STATED TASK
The records below must be duplicated exactly, character for character.

DATASET RECORDS

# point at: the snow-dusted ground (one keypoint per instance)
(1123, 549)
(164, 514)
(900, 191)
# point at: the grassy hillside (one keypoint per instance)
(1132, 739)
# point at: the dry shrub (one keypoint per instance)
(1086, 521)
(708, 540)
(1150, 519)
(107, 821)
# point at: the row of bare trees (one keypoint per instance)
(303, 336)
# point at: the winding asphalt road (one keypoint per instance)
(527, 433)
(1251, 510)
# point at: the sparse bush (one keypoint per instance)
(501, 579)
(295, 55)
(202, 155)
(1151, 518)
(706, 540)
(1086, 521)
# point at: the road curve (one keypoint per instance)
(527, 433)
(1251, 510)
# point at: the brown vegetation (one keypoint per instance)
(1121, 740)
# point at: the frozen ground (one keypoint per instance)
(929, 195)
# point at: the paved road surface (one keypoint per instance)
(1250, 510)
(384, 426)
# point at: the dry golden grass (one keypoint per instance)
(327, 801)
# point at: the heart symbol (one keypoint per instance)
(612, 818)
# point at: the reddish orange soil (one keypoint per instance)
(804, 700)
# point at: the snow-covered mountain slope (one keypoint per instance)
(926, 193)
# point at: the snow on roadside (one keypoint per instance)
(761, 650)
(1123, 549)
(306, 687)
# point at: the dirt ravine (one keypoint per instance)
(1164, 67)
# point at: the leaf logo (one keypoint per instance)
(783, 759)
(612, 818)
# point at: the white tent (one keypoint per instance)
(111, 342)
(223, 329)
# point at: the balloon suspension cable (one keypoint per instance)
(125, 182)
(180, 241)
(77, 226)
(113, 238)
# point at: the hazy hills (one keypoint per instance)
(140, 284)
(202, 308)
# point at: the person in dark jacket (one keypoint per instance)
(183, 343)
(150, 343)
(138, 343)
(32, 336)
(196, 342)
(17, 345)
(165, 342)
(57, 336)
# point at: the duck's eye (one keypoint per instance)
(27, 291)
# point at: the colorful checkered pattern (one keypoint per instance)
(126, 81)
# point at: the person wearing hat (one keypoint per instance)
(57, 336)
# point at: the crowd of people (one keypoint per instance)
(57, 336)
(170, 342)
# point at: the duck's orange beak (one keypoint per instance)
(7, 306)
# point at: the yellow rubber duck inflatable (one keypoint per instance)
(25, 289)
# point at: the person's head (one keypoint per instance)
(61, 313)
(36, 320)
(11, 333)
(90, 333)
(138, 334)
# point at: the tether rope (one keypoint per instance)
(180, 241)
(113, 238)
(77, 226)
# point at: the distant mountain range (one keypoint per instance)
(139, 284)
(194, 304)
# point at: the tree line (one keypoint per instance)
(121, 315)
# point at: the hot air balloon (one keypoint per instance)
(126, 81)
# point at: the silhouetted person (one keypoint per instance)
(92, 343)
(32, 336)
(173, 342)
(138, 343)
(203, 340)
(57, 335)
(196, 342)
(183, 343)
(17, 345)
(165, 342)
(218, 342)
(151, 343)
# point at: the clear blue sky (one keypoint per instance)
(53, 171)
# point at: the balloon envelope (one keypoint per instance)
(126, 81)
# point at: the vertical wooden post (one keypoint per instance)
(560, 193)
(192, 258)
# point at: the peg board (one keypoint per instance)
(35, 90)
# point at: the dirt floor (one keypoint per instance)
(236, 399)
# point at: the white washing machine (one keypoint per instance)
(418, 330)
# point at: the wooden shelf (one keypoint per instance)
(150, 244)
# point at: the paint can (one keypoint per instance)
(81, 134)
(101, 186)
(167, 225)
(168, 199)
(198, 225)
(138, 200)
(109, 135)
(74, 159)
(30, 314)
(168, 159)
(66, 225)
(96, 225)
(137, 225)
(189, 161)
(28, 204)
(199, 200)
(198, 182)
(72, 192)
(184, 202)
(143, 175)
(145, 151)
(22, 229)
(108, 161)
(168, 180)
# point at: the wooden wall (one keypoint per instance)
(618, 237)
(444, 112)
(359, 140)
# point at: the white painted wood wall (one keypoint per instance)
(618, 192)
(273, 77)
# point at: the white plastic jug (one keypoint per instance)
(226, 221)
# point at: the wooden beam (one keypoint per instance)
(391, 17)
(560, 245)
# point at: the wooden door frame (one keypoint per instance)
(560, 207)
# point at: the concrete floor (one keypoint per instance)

FINISHED EXERCISE
# point at: the snow-dusted ground (one keypoint per instance)
(1123, 549)
(164, 514)
(900, 191)
# point at: the grassy hillside (one keypoint per instance)
(1132, 739)
# point at: the dry shrub (one keypoint per instance)
(1086, 521)
(708, 540)
(1150, 519)
(107, 821)
# point at: the row of bare trees (one keypoint per instance)
(303, 336)
# point at: the winding asphalt road (one keypoint per instance)
(527, 433)
(1251, 510)
# point at: the sparse bush (one keypoint per instance)
(501, 579)
(295, 55)
(202, 155)
(1151, 518)
(706, 540)
(1086, 521)
# point at: the road curve (one keypoint per instance)
(527, 433)
(1251, 510)
# point at: the brown vegetation (one keypoint per instance)
(1121, 740)
# point at: the frozen ground (one keypoint per instance)
(929, 195)
# point at: the paved road surface (one keypoint per instance)
(1250, 510)
(384, 426)
# point at: the dry golden grass (one keypoint per instance)
(327, 801)
# point at: the heart symbol (one keypoint per instance)
(612, 818)
# point at: the reddish orange soil (one keypoint per instance)
(804, 700)
# point at: the snow-covered mountain slope (one keypoint per instance)
(926, 193)
# point at: the snow on roadside (one keypoint per instance)
(761, 650)
(1123, 549)
(306, 687)
# point at: the dirt ravine (one keypoint per instance)
(1164, 67)
# point at: the leaf logo (one keypoint per instance)
(783, 759)
(612, 818)
# point at: the white tent (one keypoint per instance)
(111, 342)
(223, 329)
# point at: the balloon suspension cable (one keypoint per instance)
(125, 182)
(180, 241)
(77, 226)
(113, 238)
# point at: the hazy hills (one keypoint per instance)
(140, 284)
(202, 308)
# point at: the person in dark jacket (one keypoint per instance)
(183, 343)
(150, 343)
(138, 343)
(32, 336)
(196, 342)
(17, 345)
(165, 342)
(57, 336)
# point at: the duck's eye (one keypoint per instance)
(27, 291)
# point at: the colorful checkered pattern (one keypoint per instance)
(126, 81)
# point at: the person wearing hat (one keypoint per instance)
(57, 336)
# point at: the crowd of people (one keypoint per instance)
(57, 336)
(170, 342)
# point at: the duck's orange beak (one keypoint per instance)
(7, 306)
# point at: the yellow rubber duck inflatable (one keypoint per instance)
(25, 289)
# point at: the person's head (one keypoint per instance)
(61, 313)
(36, 320)
(11, 333)
(90, 333)
(138, 334)
# point at: the tether rope (one keypoint per instance)
(180, 241)
(113, 238)
(77, 226)
# point at: the distant mountain range (one keypoint per instance)
(139, 284)
(194, 304)
# point at: the tree line (one keypoint per instance)
(121, 315)
# point at: the hot air balloon (one keypoint per instance)
(126, 81)
# point at: the silhouetted person (one keypoint per instance)
(92, 343)
(32, 336)
(173, 342)
(138, 343)
(203, 340)
(57, 335)
(196, 342)
(183, 343)
(17, 345)
(165, 342)
(218, 342)
(151, 343)
# point at: the clear blue sky (one keypoint per instance)
(53, 171)
# point at: the balloon envelope (one keypoint per instance)
(126, 81)
# point at: the vertical wooden post (one keypoint per instance)
(560, 193)
(192, 258)
# point at: the peg board (one keypoint per instance)
(35, 90)
# point at: the dirt floor (one keypoint per instance)
(236, 399)
# point at: the white washing machine (one keypoint per instance)
(418, 330)
# point at: the wooden shelf (one keypoint per instance)
(150, 244)
# point at: the paint can (one keypoint per instance)
(81, 134)
(101, 186)
(167, 225)
(168, 199)
(198, 225)
(138, 200)
(109, 135)
(74, 159)
(30, 314)
(168, 159)
(66, 225)
(96, 225)
(137, 225)
(189, 161)
(28, 204)
(199, 200)
(198, 182)
(72, 192)
(184, 202)
(143, 175)
(145, 151)
(22, 229)
(108, 161)
(168, 180)
# point at: the wooden wall (one keypoint per instance)
(618, 237)
(444, 112)
(359, 140)
# point at: the white painted wood wall (one keypoint per instance)
(618, 192)
(273, 77)
# point at: the white plastic jug (one keypoint per instance)
(226, 221)
# point at: the wooden beam (one keypoint per instance)
(391, 17)
(560, 245)
# point at: the wooden door frame (one keypoint per instance)
(560, 207)
# point at: the concrete floor (one keypoint per instance)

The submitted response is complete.